To be done:
1. Answer these about the well logging excerpt:
(a) What other name does the excerpt give for the generic synthetic signal?
(b) Which figure shows well logging system 30 in a simplified form?
(c) Which components may computer system 60 omit in some embodiments?
2. Output the lines of the records as a JSON list of strings, one string per line, starting at the beginning of the records and ending at the line that contains "M41 165L40 176L50". Leave out blank lines and the pictures.

Excerpt:
## Begin

Generally, TWTs estimated for different surface depths may be used to transform well log data 101 from the depth domain (e.g., specific to or a function of surface depth) into the time domain (e.g., as a function of time rather than surface depth) in order to generate one or more synthetic seismic attributes such as synthetic seismograms or synthetic seismic gathers from which the subsurface region 38 may be evaluated. As used herein, the terms “synthetic seismic attribute” and “synthetic seismogram,” refer to seismic data generated by combining well log data (e.g., well log data 101 including Vp, Vs, and/or ρ for different intervals of surface depth of subsurface region 38 along with TWTs estimated for different surface depths of subsurface region 38) with a generic synthetic signal (also referred to as a source wavelet) that is not specific or unrelated (e.g., is agnostic) to a given subsurface region (e.g., subsurface region 38). In other words, a generic source wavelet is transformed by well log data associated with a selected subsurface region into synthetic seismic attribute specific to the selected subsurface region, whereby the synthetic seismic attribute may be used to predict or model how seismic waves would travel through the selected subsurface region. As used herein, the term “synthetic seismic gather” refers to a collection or combination of different synthetic seismic attributes such as, for example, different synthetic seismograms or synthetic seismic traces.

Although well logging system 30 is described above in the context of downhole logging tool 36, in other embodiments, well logging system 30 may include additional equipment providing additional functionalities. For example, in some embodiments, well logging system 30 may also include one or more sensors used to collect data relating to, for example, fluid composition and/or other downhole parameters. Thus, it may be understood that well logging system 30 may include additional features and equipment not shown in FIG. 2, which illustrates well logging system 30 in a simplified form.

Referring now to FIG. 3, an exemplary computer system 60 that may perform operations described herein based on well log data and/or other information acquired via a well logging system (e.g., well logging system 30 of FIG. 2) is shown. Additionally, in some embodiments, the surface controller 50 shown in FIG. 2 may comprise a computer system similar in configuration or otherwise having features in common with computer system 60 shown in FIG. 3. The computer system 60 may include a communication component 62, a processor 64, memory 66, storage 68, input/output (I/O) ports 70, and a display 72. In some embodiments, the computer system 60 may omit one or more of the display 72, the communication component 62, and/or the input/output (I/O) ports 70. The communication component 62 may be a wireless or wired communication component that may facilitate communication between the well log data 76, one or more databases 74, other computing devices, and/or other communication capable devices. In some embodiments, the computer system 60 may receive well log data 76 (e.g., well log data 101 of FIG. 2) via a network component, the database 74, or the like. The processor 64 of the computer system 60 may analyze or process the well log data 76 to ascertain various features regarding geological formations within the subsurface region 38.

## End

Stored rows:
## Begin

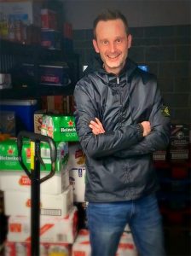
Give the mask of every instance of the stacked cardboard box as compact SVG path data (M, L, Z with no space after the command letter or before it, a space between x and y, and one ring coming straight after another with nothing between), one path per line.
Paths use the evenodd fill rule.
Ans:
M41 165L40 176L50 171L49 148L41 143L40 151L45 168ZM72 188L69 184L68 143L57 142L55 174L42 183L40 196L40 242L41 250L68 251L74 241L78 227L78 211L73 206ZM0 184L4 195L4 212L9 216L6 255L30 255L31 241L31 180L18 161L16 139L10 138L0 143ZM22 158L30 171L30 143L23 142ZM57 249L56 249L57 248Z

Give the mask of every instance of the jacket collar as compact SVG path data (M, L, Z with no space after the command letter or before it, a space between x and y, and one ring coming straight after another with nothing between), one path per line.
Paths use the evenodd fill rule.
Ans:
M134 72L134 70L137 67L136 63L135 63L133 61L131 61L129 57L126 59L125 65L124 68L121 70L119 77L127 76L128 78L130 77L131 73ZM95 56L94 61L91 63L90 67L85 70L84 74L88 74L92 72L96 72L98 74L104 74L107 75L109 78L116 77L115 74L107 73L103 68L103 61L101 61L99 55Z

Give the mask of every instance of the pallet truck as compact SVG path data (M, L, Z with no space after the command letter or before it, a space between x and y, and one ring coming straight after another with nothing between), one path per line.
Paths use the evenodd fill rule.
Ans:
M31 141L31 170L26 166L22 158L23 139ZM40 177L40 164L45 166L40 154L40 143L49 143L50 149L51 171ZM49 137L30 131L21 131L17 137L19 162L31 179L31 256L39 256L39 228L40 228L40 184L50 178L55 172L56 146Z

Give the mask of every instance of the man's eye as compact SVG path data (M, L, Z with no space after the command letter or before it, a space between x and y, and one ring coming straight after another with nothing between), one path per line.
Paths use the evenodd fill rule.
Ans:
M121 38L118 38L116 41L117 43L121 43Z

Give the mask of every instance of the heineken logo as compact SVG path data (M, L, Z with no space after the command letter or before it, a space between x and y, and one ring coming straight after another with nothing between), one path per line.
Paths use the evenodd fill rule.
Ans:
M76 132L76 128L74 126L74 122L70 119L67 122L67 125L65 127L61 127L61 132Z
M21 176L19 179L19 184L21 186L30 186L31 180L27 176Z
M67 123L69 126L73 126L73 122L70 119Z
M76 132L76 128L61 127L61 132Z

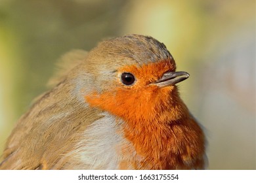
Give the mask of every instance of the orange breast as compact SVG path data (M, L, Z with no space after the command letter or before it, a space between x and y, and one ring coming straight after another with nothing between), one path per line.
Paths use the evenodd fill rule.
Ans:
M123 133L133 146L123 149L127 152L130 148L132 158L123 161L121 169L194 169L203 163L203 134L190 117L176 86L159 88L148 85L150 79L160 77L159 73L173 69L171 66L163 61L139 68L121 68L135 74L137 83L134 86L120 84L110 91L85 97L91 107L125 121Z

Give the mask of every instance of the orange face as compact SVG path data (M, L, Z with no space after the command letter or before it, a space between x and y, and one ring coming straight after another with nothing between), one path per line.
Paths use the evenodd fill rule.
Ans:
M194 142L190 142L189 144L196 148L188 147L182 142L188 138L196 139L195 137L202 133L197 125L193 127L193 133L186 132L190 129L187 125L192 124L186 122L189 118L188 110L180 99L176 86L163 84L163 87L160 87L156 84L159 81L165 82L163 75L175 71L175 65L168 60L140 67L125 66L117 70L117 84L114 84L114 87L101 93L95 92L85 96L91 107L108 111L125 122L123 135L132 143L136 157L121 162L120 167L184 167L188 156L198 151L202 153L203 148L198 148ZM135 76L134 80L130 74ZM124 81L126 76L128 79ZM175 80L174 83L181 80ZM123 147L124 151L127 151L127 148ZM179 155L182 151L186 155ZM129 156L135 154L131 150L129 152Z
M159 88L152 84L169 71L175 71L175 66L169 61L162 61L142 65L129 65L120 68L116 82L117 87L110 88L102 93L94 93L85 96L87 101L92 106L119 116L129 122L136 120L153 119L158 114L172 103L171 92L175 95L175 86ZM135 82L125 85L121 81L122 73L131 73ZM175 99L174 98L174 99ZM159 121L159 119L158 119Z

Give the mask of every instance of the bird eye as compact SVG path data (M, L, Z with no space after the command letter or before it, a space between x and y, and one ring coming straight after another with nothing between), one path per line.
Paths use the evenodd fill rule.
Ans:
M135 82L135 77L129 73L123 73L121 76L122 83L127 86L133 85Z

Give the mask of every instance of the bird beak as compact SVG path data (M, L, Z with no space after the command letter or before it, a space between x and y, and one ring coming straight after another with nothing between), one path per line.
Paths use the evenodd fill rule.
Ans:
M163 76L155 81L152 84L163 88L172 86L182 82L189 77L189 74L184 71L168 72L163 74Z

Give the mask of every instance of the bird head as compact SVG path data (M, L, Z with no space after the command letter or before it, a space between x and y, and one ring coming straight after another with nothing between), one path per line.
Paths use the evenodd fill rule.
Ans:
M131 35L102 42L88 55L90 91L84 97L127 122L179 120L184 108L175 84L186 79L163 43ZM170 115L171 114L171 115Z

## End

Full solutions:
1.
(a) A source wavelet.
(b) FIG. 2.
(c) The display 72, the communication component 62, and/or the input/output (I/O) ports 70.

2.
[
  "Give the mask of every instance of the stacked cardboard box as compact SVG path data (M, L, Z with no space after the command letter or before it, a space between x and y, and one ring coming straight after another with nothing between), one path per line.",
  "Paths use the evenodd fill rule.",
  "Ans:",
  "M41 165L40 176L50 171L49 148L41 143L40 151L45 168ZM72 188L69 184L68 143L57 142L55 174L42 183L40 196L40 242L41 250L68 251L74 241L78 227L78 211L73 206ZM0 184L4 195L4 212L9 216L6 255L30 255L31 241L31 180L18 161L16 139L10 138L0 143ZM22 158L30 171L30 143L23 142ZM57 249L56 249L57 248Z"
]